## EXERCISE PROMPT
Lay out every line of the items below as a Markdown table with a "Row" column for the row number and a "Line" column for the line itself. Skip blank lines, and leave the pictures out of your answer.

## SUPPLIED ENTRIES
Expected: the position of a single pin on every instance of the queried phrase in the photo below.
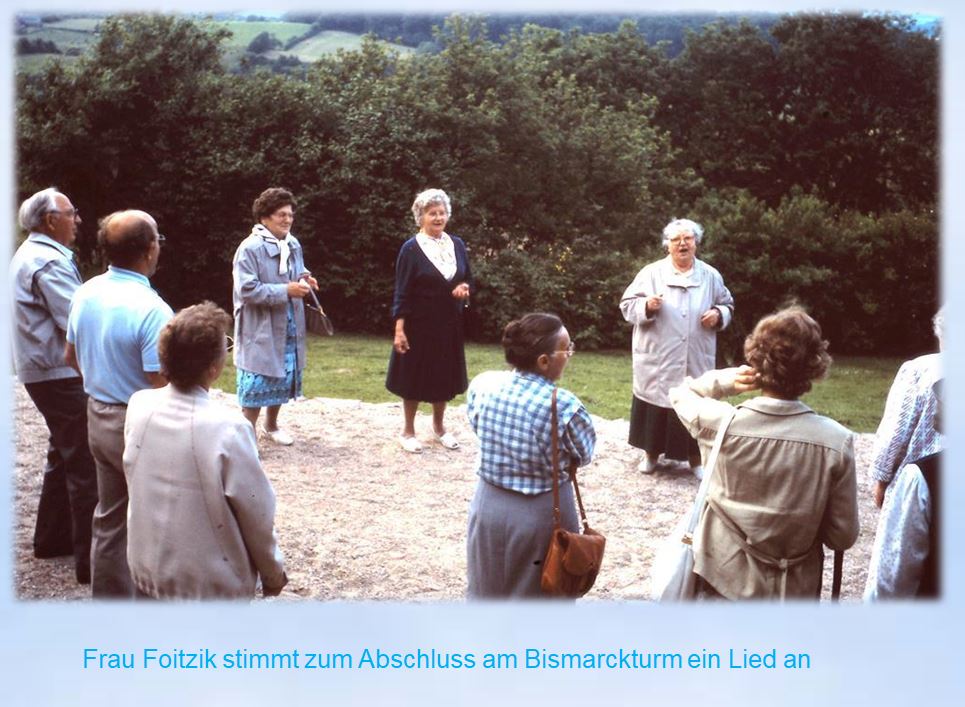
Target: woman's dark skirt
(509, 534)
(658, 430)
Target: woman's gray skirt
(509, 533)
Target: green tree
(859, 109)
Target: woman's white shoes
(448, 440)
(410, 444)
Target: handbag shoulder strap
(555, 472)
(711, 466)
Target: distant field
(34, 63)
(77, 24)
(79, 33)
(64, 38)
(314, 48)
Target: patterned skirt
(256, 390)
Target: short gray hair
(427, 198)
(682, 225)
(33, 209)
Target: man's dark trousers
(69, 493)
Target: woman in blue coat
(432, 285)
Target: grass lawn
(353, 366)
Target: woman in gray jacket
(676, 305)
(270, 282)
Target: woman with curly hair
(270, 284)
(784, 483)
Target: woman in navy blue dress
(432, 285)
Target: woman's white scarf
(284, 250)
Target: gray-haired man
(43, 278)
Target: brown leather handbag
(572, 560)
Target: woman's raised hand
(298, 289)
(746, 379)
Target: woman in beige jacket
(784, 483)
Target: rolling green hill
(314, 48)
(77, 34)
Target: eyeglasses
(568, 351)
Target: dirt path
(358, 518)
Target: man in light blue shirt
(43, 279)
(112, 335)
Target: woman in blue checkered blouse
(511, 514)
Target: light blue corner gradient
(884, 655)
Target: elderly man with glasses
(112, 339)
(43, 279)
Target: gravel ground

## RESULT
| Row | Line |
|---|---|
| 1 | Expected: the position of a single pin on every instance of the queried phrase in the photo below. |
| 2 | Target: woman's dark skirt |
| 3 | (509, 534) |
| 4 | (658, 430) |
| 5 | Target: woman's gray skirt |
| 6 | (509, 533) |
| 7 | Target: green tree |
| 8 | (859, 109) |
| 9 | Target: woman's white shoes |
| 10 | (448, 440) |
| 11 | (410, 444) |
| 12 | Target: handbag shoulder strap |
| 13 | (555, 472) |
| 14 | (711, 466) |
| 15 | Target: distant field |
| 16 | (34, 63) |
| 17 | (77, 24) |
| 18 | (79, 33) |
| 19 | (64, 38) |
| 20 | (314, 48) |
| 21 | Target: patterned skirt |
| 22 | (256, 390) |
| 23 | Target: short gray hair |
| 24 | (427, 198) |
| 25 | (682, 225) |
| 26 | (33, 209) |
| 27 | Target: man's dark trousers |
| 28 | (69, 493) |
| 29 | Target: woman in blue coat |
| 30 | (432, 285) |
| 31 | Target: grass lawn |
| 32 | (353, 366) |
| 33 | Target: woman in gray jacket |
| 34 | (676, 305) |
| 35 | (270, 282) |
| 36 | Target: woman with curly hair |
| 37 | (270, 284) |
| 38 | (784, 483) |
| 39 | Target: woman in navy blue dress |
| 40 | (432, 285) |
| 41 | Target: woman's white scarf |
| 42 | (284, 250) |
| 43 | Target: gray-haired man |
| 44 | (43, 278) |
| 45 | Target: brown leather handbag |
| 46 | (572, 560) |
| 47 | Target: woman's raised hand |
| 48 | (298, 289) |
| 49 | (746, 379) |
| 50 | Target: woman in beige jacket |
| 51 | (784, 483) |
| 52 | Target: rolling green hill |
| 53 | (314, 48) |
| 54 | (77, 34) |
| 55 | Target: eyeglasses |
| 56 | (568, 351) |
| 57 | Target: dirt path |
| 58 | (358, 518) |
| 59 | Target: man in light blue shirt |
| 60 | (43, 279) |
| 61 | (112, 335) |
| 62 | Target: woman in blue checkered blouse |
| 63 | (511, 514) |
| 64 | Target: light blue corner gradient |
| 65 | (884, 655) |
| 66 | Target: elderly man with glasses |
| 67 | (112, 339) |
| 68 | (43, 279) |
| 69 | Target: gravel ground |